Work order A>
Answer these from the article on the food aid pause in Yemen:
(i) To what number did WFP seek to reduce the people it serves, and from what number?
(ii) In what year did the Houthis sweep down from the mountains?
(iii) How long could resuming food assistance take, according to WFP?
Work order B> In the article on the food aid pause in Yemen, copy word for word the part that opens with the words containing "UN food agency" and closes with "the rebel-held areas.".

UN food agency stops deliveries to millions in Yemen areas controlled by Houthi rebels

UNITED NATIONS: The United Nations food agency said Tuesday it is stopping food distribution in areas of war-torn Yemen controlled by the Houthi rebels, a move that will impact millions of people.
The World Food Program said the “pause” was driven by limited funding and the lack of agreement with the rebel authorities on downscaling the program to match the agency’s resources.
“This difficult decision, made in consultation with donors, comes after nearly a year of negotiations, during which no agreement was reached to reduce the number of people served from 9.5 million to 6.5 million,” WFP said in a statement.
UN spokesman Stephane Dujarric said WFP has tried unsuccessfully “to establish a system that is safe and accountable for the aid going through” to the rebel-held areas.
The war in Yemen has raged for eight years between the Iran-backed Houthis and pro-government forces, backed by a coalition of Gulf Arab states. The Houthis swept down from the mountains in 2014, seized much of northern Yemen and the country’s capital, Sanaa, and forced the internationally recognized government to flee into exile to Saudi Arabia. Since then, more than 150,000 people have been killed by the violence and 3 million have been displaced.
The WFP announcement came as the Houthis have unleashed attacks on ships in the Red Sea, imperiling traffic along one of the world’s most vital shipping lanes, critical to global trade. The Houthis support the Palestinian militant Hamas group and the attacks are linked to the ongoing Israeli-Hamas war.
WFP said food stocks in Houthi-controlled areas “are now almost completely depleted and resuming food assistance, even with an immediate agreement, could take up to as long as four months due to the disruption of the supply chain.”
The Rome-based UN agency said it will continue its other programs, such as nutrition and school feeding projects, to limit the impact of the pause in food distributions. In government-controlled areas of Yemen, WFP said general food distribution will continue “with a heightened focus on the most vulnerable families.”
“Similar prioritization is taking place in nearly half of WFP’s operations around the world as the agency navigates the challenging financial landscape that the entire humanitarian sector is facing,” the agency said.
At the end of October, WFP and the UN Food and Agriculture Organization warned that acute food insecurity is likely to deteriorate further in Yemen through April 2024. It called for urgent and scaled-up assistance to Yemen and 17 other “hunger hotspots” to protect livelihoods and increase access to food.

Dataset entries:
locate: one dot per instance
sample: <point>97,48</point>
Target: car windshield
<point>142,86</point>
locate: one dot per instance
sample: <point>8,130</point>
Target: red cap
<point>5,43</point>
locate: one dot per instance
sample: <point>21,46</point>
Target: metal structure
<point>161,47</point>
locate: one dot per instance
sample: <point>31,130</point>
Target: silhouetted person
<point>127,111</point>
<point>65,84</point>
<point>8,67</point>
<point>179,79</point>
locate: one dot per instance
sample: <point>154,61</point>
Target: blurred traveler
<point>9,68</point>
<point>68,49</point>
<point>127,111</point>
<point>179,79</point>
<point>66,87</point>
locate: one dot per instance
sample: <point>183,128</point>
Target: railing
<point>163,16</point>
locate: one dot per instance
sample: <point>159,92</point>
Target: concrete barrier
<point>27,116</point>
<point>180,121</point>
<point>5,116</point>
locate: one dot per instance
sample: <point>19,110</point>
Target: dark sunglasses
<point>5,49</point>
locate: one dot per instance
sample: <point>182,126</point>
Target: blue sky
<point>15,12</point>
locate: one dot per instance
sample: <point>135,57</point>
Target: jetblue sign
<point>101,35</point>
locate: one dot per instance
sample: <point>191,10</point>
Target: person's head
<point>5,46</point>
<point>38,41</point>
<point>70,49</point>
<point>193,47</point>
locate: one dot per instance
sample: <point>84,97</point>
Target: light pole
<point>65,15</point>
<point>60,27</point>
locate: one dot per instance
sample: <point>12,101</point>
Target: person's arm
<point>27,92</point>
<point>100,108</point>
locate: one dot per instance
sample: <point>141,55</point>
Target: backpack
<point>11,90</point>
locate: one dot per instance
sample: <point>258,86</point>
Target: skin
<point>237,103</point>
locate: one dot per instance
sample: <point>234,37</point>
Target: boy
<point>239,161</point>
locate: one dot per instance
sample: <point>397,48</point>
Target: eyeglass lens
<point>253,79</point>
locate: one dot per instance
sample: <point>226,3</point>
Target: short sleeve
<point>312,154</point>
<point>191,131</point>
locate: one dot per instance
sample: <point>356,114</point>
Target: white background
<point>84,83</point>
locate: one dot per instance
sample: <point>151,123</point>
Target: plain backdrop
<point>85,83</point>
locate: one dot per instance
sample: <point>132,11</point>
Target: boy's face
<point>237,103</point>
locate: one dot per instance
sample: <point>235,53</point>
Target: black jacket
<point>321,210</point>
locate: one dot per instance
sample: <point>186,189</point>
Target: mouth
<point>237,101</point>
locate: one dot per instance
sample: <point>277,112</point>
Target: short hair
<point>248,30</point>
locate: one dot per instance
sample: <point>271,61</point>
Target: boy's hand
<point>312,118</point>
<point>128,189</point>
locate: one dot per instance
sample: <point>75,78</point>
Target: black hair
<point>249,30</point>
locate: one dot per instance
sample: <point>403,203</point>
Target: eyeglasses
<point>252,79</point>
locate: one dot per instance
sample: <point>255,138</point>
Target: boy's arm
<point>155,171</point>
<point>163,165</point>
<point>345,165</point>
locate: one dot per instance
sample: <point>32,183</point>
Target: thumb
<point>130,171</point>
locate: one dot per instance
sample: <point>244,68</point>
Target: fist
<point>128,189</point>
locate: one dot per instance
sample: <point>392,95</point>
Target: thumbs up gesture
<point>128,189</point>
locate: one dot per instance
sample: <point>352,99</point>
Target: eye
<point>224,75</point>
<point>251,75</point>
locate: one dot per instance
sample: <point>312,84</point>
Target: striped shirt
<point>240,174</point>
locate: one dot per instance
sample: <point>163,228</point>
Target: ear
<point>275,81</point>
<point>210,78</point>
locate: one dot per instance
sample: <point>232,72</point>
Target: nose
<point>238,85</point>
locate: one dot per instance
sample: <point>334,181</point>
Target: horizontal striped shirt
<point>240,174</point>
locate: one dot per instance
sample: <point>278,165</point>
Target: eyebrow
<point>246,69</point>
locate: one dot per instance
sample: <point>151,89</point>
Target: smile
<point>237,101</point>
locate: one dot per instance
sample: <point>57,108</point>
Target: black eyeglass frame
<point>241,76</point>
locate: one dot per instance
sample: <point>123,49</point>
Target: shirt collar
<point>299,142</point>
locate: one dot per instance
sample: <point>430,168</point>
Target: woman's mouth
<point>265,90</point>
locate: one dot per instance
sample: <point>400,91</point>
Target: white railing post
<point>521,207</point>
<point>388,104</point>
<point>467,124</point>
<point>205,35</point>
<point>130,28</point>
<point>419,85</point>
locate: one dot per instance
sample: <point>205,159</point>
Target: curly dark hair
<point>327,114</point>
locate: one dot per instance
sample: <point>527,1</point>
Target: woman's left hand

Your response A>
(i) From 9.5 million to 6.5 million.
(ii) 2014.
(iii) Up to four months.

Your response B>
UN food agency stops deliveries to millions in Yemen areas controlled by Houthi rebels

UNITED NATIONS: The United Nations food agency said Tuesday it is stopping food distribution in areas of war-torn Yemen controlled by the Houthi rebels, a move that will impact millions of people.
The World Food Program said the “pause” was driven by limited funding and the lack of agreement with the rebel authorities on downscaling the program to match the agency’s resources.
“This difficult decision, made in consultation with donors, comes after nearly a year of negotiations, during which no agreement was reached to reduce the number of people served from 9.5 million to 6.5 million,” WFP said in a statement.
UN spokesman Stephane Dujarric said WFP has tried unsuccessfully “to establish a system that is safe and accountable for the aid going through” to the rebel-held areas.